Goal => Beginning with the line where "Target: wooden bench leg" appears, repeat every remaining line of the entries exactly, the last line included.

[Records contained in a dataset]

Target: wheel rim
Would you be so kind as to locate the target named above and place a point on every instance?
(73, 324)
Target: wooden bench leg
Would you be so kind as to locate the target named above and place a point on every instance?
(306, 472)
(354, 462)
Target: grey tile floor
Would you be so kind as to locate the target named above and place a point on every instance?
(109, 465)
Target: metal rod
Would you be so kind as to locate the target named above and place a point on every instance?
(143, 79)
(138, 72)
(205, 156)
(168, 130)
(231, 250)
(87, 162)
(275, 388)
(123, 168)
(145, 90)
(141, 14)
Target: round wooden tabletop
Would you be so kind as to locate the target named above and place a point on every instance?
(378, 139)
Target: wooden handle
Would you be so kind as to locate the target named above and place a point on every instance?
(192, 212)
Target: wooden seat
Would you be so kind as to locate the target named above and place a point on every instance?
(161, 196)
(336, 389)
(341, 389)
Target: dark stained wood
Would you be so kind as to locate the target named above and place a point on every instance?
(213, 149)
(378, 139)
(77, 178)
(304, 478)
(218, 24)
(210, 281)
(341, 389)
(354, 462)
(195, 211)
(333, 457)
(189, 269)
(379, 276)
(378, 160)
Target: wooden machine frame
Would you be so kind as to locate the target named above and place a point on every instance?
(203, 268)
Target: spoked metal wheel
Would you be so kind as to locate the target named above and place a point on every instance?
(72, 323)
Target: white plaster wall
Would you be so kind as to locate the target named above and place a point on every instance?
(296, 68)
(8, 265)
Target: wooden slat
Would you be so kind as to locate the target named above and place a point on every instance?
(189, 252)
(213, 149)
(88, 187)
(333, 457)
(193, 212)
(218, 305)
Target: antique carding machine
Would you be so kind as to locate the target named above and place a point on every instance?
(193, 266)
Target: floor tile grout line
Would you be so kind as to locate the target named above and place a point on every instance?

Answer to this exercise =>
Target: wooden bench leg
Would you be so kind as to locate the target named above and place a point on every instance?
(306, 472)
(354, 462)
Target: grey tile floor
Would you be so kind as to locate the target named above and place a point on every instance?
(109, 465)
Target: metal rod
Would you be so kind as to locate the target named above and place a point on every instance?
(143, 79)
(138, 72)
(205, 156)
(168, 130)
(231, 250)
(87, 162)
(275, 388)
(123, 168)
(145, 90)
(141, 14)
Target: round wooden tabletop
Would you be so kind as to locate the target named above and place a point on every instance?
(378, 139)
Target: wooden handle
Would you be so kind as to locate the target named above and place a point on every instance?
(192, 212)
Target: wooden seat
Would you be so kind as to locate the target named above and place a point on every instance?
(161, 196)
(336, 389)
(341, 389)
Target: dark stained wood
Would you be so kind as to locate the target named above and place a point on every instance?
(213, 149)
(378, 139)
(77, 178)
(304, 478)
(218, 24)
(210, 281)
(341, 389)
(354, 462)
(195, 211)
(333, 457)
(189, 269)
(379, 276)
(378, 160)
Target: wooden machine frame
Would you be so kind as to locate the target named above and place a point on every instance?
(203, 268)
Target: spoked metal wheel
Would you be so kind as to locate the target named above and place a point on every instance?
(72, 323)
Target: white plaster wall
Would you be so kind as to locate the target named above and place a point on every instance?
(296, 68)
(8, 265)
Target: wooden slat
Would you be so kind as to locate the target named above and place a point on every instance?
(189, 252)
(213, 149)
(88, 187)
(333, 457)
(193, 212)
(218, 305)
Target: antique carding machine
Would you be so kind as to locate the target named above and place a point on every instance?
(193, 266)
Target: floor tile grout line
Would you be so kind as to locate the target named above and place a point on every instance?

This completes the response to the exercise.